> **Assignment**
Below are some records; output exactly the lines from the line with "point(92, 1)" to the line with "point(25, 50)", both ends kept, and nothing more.
########
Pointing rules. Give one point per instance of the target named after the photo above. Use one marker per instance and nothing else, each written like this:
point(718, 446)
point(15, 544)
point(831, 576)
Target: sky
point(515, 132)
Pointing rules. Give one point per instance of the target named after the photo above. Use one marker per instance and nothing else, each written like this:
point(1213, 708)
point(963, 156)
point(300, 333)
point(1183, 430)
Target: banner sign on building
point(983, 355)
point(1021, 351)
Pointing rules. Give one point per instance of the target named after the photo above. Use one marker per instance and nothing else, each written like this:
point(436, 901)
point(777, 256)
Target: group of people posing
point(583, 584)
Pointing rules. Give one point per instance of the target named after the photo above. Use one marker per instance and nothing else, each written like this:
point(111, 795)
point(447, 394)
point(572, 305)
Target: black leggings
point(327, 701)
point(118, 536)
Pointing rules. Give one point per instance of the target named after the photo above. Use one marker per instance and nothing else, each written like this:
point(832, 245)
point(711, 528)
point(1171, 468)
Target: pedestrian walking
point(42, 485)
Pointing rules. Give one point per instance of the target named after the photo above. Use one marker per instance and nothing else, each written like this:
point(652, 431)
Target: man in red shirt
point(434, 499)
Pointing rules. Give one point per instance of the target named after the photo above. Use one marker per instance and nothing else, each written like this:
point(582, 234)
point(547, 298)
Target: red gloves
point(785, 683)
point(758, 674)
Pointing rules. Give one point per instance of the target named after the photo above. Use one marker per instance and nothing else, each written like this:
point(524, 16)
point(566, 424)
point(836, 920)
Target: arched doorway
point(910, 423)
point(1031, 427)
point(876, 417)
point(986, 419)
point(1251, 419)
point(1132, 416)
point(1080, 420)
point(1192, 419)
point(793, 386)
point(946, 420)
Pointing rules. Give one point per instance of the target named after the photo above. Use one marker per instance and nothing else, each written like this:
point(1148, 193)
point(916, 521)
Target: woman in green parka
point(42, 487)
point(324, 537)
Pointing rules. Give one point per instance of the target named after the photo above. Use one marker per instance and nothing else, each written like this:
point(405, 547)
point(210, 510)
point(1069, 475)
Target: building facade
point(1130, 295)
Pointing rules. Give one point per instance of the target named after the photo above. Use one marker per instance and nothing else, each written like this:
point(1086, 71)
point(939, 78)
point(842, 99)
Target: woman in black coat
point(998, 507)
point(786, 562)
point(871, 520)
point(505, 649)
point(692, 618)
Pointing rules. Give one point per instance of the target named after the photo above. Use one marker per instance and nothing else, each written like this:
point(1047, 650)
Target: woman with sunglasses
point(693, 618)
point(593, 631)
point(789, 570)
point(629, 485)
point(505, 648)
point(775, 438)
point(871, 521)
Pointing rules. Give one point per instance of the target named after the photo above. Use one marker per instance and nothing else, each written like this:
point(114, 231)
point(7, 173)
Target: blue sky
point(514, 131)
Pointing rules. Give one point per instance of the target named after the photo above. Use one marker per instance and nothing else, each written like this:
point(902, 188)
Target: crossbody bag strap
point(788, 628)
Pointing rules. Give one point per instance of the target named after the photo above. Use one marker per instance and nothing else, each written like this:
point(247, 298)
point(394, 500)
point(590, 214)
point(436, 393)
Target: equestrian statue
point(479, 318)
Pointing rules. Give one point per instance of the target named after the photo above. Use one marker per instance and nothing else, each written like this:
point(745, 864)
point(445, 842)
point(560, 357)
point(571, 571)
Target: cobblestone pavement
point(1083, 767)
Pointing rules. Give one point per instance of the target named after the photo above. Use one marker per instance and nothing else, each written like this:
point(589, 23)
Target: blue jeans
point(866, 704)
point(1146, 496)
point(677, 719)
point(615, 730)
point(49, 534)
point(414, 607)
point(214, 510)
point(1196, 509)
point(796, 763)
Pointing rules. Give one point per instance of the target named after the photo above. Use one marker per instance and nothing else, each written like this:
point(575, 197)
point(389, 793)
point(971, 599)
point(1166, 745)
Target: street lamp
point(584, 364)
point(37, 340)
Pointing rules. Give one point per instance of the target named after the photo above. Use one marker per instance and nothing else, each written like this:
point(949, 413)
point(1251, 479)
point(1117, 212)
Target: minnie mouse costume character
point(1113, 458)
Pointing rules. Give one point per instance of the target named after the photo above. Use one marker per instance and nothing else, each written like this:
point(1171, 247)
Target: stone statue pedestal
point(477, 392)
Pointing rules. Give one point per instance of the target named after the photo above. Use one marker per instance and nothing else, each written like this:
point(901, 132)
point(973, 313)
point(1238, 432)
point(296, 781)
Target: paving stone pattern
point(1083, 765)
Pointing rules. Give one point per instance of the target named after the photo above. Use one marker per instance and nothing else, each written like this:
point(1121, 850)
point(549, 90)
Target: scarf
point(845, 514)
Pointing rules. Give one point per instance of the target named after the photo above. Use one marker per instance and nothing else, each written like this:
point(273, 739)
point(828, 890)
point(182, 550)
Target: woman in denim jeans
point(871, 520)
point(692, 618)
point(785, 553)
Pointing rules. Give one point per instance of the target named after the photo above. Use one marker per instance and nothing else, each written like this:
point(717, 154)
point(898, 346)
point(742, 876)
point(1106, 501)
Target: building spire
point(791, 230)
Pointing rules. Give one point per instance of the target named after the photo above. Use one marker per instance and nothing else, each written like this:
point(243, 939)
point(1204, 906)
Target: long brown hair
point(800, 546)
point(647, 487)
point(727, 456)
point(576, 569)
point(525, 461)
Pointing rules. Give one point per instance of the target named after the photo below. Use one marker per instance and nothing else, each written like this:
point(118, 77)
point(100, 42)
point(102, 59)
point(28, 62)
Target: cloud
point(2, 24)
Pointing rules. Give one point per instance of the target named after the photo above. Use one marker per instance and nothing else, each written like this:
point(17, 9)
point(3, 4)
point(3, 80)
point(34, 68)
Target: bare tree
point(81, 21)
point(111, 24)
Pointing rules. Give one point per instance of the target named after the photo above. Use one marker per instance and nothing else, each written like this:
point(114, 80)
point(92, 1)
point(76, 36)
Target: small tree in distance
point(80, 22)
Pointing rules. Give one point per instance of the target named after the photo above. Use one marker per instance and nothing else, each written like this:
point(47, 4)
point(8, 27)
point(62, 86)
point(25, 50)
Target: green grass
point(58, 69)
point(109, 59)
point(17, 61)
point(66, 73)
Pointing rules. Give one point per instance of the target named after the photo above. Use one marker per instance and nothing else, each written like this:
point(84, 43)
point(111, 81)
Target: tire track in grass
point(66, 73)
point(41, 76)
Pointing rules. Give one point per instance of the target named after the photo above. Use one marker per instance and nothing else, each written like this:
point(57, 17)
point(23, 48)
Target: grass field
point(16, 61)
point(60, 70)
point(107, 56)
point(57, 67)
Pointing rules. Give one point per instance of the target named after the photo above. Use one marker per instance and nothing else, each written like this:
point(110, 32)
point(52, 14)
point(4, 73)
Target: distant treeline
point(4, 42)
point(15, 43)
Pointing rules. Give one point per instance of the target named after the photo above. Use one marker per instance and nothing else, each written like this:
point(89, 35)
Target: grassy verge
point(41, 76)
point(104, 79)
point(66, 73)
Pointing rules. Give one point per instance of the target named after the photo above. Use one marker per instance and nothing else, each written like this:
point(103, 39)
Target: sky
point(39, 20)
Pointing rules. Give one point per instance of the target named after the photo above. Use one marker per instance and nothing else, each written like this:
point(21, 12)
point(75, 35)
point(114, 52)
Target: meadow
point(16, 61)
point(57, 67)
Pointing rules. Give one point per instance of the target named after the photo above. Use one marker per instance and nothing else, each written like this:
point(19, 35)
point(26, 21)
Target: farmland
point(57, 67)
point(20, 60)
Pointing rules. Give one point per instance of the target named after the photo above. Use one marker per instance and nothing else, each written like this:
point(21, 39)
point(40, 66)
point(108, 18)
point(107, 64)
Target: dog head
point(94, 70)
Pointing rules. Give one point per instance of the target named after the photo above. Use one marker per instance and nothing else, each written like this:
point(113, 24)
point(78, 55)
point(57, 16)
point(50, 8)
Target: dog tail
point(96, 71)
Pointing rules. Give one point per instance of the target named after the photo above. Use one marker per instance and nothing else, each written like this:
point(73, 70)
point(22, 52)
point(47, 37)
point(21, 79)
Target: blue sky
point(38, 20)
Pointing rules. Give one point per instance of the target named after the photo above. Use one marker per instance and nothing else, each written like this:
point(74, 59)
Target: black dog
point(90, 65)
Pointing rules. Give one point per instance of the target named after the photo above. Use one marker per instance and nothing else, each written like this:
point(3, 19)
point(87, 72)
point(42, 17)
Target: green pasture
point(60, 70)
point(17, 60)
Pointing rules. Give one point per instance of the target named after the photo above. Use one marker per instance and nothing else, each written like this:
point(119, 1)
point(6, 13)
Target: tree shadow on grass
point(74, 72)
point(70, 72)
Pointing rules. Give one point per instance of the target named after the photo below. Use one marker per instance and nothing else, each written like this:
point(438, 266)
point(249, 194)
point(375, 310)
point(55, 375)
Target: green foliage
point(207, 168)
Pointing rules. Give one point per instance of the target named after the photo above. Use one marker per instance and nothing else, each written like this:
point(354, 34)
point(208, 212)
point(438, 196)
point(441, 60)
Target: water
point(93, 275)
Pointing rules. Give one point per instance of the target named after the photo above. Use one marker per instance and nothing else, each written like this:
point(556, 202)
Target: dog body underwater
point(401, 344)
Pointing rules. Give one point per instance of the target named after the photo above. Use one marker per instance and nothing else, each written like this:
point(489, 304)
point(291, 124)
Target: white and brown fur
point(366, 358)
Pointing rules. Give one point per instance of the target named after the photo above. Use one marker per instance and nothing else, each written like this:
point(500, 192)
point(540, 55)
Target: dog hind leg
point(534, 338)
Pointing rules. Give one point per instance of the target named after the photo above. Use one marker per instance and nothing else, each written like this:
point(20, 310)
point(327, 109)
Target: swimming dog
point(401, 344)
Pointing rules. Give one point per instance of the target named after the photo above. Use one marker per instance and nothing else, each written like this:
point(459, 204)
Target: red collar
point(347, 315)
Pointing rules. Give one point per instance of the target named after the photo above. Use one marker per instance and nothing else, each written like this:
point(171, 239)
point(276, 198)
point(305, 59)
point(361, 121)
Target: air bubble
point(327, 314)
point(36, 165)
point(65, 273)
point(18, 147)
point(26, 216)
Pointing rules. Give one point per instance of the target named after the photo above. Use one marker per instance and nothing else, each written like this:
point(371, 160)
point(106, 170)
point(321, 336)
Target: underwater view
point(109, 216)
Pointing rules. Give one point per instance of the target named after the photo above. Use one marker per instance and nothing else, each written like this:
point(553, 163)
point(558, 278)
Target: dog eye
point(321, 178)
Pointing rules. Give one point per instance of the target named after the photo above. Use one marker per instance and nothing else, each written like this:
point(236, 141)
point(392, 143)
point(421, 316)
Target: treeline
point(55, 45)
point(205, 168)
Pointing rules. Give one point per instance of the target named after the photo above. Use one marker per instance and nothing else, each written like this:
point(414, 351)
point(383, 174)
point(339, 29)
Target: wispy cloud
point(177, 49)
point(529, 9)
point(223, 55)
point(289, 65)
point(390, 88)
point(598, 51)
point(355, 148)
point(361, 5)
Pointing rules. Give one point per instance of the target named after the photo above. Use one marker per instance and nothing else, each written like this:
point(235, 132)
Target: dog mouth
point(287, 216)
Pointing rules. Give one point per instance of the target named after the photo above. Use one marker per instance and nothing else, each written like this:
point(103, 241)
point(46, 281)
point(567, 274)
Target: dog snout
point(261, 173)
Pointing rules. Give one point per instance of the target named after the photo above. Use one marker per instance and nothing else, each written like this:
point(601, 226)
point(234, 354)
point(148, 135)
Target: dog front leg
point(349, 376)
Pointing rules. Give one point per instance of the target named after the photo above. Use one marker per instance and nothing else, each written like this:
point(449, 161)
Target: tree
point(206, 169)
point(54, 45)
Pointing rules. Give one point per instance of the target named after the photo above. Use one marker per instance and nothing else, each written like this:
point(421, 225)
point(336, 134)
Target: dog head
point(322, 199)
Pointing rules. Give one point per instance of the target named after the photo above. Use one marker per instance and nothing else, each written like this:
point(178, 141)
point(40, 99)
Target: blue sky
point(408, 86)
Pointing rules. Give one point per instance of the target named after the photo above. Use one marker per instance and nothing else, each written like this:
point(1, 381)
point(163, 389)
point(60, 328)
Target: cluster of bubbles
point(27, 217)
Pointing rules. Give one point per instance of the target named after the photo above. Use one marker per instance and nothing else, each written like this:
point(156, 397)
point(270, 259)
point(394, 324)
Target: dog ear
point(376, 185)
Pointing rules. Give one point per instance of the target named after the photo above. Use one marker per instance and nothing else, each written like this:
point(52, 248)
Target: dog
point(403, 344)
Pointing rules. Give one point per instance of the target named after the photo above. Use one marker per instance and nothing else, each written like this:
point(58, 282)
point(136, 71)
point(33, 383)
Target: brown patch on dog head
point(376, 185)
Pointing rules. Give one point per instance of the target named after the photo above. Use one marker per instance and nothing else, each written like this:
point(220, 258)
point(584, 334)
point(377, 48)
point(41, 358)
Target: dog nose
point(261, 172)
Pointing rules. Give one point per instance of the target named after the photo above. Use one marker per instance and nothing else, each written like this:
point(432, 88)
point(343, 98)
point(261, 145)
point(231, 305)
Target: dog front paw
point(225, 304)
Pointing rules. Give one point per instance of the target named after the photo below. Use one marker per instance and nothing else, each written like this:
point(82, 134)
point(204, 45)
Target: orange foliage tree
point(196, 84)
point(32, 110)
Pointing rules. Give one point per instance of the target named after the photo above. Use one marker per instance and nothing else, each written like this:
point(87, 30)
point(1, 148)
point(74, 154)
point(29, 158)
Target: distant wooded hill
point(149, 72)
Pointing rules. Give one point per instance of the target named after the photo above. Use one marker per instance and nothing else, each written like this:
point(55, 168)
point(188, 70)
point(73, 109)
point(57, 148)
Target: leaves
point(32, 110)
########
> **Result of the task**
point(92, 1)
point(76, 36)
Target: small tree in distance
point(80, 22)
Pointing rules. Give one point per instance of the target named after the photo above. Use one marker per instance and nothing else, each written like this:
point(47, 4)
point(8, 27)
point(62, 86)
point(25, 50)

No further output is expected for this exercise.